In the passage on simulating particle physics, reproduce word for word the part that begins with the words containing "Unfortunately, the Standard" and ends with "kind of calculations.".

Passage to read →
------------------------
Simulating particle physics in a quantum computer

Posted by in categories: particle physics, quantum physics, space, supercomputing

Particle physics is an interesting and complicated field of study. Its theoretical framework, the Standard Model, was developed during the second half of the twentieth century and it opened he possibility to explaining the behavior of the basic blocks of the Universe. It also classified all the particles, from the electron (discovered in 1897) to the Higgs Boson (found in 2012). It is not pretentious to claim that it is one of the most successful theories in Science.

Unfortunately, the Standard Model is also a very difficult theory to handle. By using an analytic approach many problems cannot be solved and computational methods require a huge computational power. Most of the simulations about this theory are performed in supercomputers and they have severe limitations. For instance, the mass of the proton can be calculated by the use of a technique called Lattice Quantum Chromodynamics (lattice QCD), but even using a supercomputer of the Blue Gene type the error was around 2% . This is a huge achievement that shows the utility of the theory, but it is also a signal about the necessity of developing new numerical tools to handle this kind of calculations.

One potential solution to this problem is to use quantum systems in order to perform the simulations. This idea is at the core of the field of quantum computing and it was first proposed by one of the pioneers in the study of particle physics, Richard Feynman . Feynman’s idea is easy to explain. Quantum systems are very difficult to simulate by the use of ordinary classical computers but by using quantum systems we can simulate different quantum systems. If we have a quantum system that we cannot control but we can mimic its dynamics to a friendly quantum system we have solved the problem. We can just manipulate the second system and infer the results to the first one.
------------------------
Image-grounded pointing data
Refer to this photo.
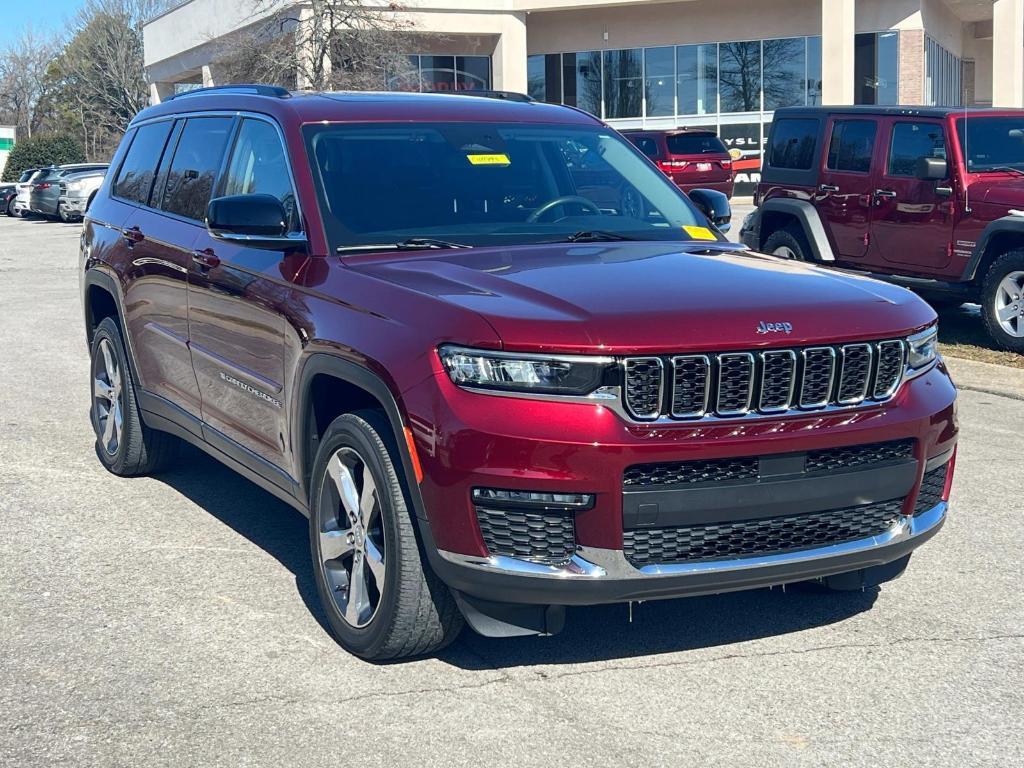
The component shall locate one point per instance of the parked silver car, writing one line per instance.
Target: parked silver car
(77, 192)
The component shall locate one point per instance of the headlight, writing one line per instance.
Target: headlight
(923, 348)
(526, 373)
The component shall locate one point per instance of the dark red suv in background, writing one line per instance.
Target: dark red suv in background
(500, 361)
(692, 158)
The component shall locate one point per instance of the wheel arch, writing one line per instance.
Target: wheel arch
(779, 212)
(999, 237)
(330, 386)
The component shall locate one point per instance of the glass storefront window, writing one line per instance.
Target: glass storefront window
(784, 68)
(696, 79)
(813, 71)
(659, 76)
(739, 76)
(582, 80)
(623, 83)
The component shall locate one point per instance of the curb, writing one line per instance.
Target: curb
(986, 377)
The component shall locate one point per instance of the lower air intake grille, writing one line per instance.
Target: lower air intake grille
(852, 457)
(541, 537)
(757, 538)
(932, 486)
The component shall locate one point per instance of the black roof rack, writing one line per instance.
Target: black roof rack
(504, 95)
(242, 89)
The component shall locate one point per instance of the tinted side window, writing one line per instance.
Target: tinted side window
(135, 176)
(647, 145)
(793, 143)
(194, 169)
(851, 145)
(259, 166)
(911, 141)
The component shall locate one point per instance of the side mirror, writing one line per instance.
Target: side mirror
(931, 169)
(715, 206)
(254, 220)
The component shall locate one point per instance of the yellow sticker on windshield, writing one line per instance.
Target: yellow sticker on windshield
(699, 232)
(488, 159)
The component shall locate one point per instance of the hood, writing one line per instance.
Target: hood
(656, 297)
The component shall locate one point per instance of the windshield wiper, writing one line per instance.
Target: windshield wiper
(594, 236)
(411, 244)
------------------------
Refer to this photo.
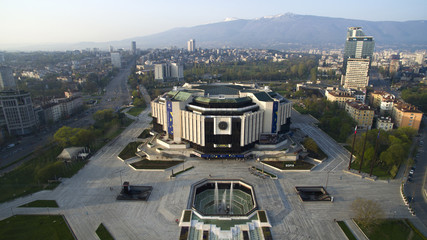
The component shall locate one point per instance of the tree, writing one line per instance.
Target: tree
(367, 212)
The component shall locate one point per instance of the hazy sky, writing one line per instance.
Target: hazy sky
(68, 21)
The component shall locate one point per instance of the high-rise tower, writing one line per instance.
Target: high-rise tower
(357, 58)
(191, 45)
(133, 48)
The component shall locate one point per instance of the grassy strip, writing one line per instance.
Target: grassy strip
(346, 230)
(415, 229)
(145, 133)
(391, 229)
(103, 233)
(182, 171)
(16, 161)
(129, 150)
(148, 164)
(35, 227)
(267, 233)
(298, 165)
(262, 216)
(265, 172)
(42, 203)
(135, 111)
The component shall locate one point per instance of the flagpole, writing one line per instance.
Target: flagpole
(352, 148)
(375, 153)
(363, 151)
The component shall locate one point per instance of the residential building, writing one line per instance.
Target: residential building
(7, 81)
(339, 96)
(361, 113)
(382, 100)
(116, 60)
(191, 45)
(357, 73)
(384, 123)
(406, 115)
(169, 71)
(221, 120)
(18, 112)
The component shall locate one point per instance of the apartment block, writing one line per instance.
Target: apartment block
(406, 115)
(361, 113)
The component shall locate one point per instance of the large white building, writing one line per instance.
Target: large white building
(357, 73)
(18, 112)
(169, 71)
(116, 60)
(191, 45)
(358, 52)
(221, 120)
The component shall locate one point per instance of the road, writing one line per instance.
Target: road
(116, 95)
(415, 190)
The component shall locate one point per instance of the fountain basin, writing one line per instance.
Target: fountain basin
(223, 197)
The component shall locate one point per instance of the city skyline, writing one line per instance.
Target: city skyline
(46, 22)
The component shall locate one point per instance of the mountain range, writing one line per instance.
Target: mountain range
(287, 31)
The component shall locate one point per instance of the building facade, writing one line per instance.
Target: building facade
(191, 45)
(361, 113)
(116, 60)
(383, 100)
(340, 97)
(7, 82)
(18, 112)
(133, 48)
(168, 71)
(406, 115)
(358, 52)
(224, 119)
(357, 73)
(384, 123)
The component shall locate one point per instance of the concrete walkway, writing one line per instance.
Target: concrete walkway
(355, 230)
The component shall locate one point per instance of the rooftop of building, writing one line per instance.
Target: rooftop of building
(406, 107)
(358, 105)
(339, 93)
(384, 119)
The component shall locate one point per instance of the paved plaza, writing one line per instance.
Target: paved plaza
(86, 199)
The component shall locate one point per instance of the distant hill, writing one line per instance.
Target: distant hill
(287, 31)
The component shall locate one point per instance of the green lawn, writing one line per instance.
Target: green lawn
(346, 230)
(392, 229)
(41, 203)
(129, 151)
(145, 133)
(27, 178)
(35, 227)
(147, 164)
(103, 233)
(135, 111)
------------------------
Answer to this task →
Unfortunately, the Standard Model is also a very difficult theory to handle. By using an analytic approach many problems cannot be solved and computational methods require a huge computational power. Most of the simulations about this theory are performed in supercomputers and they have severe limitations. For instance, the mass of the proton can be calculated by the use of a technique called Lattice Quantum Chromodynamics (lattice QCD), but even using a supercomputer of the Blue Gene type the error was around 2% . This is a huge achievement that shows the utility of the theory, but it is also a signal about the necessity of developing new numerical tools to handle this kind of calculations.